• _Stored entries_
┌──

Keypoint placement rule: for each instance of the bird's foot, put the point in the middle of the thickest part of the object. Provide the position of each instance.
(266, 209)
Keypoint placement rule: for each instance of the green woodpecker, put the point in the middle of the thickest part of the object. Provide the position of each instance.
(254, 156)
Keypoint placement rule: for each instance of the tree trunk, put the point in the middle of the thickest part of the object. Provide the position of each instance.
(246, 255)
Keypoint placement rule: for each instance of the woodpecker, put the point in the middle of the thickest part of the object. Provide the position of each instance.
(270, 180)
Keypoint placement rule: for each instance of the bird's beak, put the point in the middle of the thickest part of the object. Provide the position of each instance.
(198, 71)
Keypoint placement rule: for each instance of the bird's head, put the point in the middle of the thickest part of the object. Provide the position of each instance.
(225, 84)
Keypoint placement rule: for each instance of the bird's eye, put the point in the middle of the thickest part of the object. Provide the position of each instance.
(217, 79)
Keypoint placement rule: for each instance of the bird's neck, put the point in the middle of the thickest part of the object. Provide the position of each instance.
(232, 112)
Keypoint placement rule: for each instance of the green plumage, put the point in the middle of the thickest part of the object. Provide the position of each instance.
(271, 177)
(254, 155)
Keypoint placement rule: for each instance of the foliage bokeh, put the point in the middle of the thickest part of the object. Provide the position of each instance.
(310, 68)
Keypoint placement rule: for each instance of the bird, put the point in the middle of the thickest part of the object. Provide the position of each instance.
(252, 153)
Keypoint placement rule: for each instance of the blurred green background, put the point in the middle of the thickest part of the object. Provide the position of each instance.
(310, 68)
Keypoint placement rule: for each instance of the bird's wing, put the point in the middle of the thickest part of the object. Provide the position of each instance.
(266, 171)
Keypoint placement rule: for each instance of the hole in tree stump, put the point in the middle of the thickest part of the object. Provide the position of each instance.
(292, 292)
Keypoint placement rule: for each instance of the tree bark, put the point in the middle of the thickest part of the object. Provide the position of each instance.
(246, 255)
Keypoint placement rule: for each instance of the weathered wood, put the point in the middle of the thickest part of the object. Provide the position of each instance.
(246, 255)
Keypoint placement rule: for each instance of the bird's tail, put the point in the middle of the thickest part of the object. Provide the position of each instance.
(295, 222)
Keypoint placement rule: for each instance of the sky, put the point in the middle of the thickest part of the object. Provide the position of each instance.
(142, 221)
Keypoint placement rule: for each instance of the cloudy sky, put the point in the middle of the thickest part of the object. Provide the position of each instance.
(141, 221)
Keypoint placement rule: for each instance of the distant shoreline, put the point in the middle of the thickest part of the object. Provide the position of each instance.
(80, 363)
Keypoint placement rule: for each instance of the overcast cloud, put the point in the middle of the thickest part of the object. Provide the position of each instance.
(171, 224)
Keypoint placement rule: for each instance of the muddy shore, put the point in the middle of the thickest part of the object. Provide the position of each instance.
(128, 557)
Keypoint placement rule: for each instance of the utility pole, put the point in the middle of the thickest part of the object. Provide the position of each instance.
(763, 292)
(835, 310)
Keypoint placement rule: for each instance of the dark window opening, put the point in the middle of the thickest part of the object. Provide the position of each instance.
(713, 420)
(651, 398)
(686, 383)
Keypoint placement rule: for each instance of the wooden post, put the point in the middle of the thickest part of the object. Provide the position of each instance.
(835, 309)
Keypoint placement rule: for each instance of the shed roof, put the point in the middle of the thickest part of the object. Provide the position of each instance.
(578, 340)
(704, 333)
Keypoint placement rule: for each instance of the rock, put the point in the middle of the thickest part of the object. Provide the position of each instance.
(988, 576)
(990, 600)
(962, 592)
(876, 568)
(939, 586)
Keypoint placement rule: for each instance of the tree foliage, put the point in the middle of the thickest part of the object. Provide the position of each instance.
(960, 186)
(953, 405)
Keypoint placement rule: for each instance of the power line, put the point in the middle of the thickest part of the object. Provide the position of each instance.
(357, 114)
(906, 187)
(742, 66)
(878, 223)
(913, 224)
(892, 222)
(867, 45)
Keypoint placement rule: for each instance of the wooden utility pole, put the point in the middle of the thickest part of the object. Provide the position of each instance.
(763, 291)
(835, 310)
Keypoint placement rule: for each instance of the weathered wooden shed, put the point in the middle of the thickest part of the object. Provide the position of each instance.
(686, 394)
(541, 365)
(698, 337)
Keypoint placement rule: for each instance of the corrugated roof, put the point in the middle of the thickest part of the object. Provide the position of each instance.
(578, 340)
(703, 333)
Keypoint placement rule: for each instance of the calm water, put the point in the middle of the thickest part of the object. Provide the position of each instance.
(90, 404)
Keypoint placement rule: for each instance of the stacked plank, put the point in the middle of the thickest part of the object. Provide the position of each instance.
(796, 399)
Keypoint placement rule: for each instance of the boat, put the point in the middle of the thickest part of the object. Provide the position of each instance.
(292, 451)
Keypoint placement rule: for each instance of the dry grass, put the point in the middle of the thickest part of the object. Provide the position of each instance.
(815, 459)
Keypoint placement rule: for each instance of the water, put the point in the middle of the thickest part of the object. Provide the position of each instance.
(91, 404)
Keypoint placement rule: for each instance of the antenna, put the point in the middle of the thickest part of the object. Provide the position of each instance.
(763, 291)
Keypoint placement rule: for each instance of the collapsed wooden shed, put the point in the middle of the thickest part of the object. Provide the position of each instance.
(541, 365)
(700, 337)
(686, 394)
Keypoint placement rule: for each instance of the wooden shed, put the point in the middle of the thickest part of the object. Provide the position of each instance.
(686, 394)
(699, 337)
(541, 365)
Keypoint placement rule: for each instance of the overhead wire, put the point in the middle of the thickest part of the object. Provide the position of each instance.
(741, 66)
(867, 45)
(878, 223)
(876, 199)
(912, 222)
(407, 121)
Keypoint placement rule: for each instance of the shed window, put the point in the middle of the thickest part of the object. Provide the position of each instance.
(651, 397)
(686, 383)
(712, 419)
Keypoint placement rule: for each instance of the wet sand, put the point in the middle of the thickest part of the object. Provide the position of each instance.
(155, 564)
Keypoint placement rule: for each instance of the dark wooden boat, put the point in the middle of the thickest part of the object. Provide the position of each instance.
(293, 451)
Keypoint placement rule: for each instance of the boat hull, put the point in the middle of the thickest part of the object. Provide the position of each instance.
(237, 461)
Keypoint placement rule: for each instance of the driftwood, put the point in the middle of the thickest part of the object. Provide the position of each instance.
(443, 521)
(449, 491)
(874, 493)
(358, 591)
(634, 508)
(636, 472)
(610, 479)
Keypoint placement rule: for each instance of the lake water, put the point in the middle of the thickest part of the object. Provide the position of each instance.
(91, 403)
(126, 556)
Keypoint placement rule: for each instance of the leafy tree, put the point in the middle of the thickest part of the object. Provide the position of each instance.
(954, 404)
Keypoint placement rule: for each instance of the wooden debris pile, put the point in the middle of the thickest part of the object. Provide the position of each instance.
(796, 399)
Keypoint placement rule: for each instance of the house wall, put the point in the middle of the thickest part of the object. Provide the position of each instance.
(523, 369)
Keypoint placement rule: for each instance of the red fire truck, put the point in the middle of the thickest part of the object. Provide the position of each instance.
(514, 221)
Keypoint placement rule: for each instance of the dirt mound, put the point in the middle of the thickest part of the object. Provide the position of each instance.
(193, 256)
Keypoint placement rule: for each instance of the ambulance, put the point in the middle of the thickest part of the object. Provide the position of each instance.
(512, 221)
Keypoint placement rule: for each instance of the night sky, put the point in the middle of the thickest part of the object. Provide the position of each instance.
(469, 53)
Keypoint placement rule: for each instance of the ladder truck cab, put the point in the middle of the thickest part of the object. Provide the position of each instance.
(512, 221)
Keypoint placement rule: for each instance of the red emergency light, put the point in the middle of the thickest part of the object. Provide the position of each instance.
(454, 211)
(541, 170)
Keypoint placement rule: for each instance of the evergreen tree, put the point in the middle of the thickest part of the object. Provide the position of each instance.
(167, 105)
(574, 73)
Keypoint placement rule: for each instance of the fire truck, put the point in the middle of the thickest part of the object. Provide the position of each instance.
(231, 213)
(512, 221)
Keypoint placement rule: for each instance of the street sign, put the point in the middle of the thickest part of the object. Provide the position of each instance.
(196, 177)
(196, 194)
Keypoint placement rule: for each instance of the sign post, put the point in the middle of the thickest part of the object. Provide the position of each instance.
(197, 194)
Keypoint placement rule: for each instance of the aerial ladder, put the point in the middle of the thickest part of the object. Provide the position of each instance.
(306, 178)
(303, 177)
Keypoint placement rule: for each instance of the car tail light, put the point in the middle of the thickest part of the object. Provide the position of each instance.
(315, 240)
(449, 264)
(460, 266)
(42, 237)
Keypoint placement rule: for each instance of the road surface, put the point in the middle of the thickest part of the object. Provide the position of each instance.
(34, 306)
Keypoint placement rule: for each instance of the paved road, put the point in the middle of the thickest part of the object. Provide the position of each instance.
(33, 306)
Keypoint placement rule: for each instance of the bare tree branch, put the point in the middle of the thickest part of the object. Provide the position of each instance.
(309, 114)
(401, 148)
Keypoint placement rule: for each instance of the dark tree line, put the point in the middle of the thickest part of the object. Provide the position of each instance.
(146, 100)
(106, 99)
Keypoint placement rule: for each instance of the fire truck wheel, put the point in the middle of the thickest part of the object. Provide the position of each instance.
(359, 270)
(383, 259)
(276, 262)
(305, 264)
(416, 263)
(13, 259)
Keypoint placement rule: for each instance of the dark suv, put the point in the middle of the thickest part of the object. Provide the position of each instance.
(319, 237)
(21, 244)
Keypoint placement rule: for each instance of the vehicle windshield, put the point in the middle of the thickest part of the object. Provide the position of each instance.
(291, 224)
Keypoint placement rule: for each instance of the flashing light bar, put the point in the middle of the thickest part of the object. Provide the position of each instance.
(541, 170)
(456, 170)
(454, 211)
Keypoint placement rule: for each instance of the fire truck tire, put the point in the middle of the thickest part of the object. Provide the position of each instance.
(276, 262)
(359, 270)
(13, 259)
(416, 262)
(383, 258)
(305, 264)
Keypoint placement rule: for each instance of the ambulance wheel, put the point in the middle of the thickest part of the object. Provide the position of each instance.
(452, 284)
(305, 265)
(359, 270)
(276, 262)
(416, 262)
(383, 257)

└──

• _WHAT YOU SHOULD DO_
Print the line containing "Keypoint placement rule: for each instance of the flashing", then every line after it through the last line of the records, each exactly as written; nothing else belongs in the answer.

• _TASK OUTPUT_
Keypoint placement rule: for each instance of the flashing light bar, put the point in the middle of the thickest part of the object. Provide the position of each instance.
(541, 170)
(456, 170)
(454, 211)
Keypoint placement rule: for each instance of the fire truck tire, put the point in the middle of the thickest part of the object. Provide the position of each instance.
(276, 262)
(359, 270)
(13, 259)
(416, 262)
(383, 258)
(305, 264)
Keypoint placement rule: for each instance of the ambulance wheel, put the point in the middle of the thickest part of the object. Provide the position of each instance.
(452, 284)
(305, 265)
(359, 270)
(276, 262)
(416, 262)
(383, 257)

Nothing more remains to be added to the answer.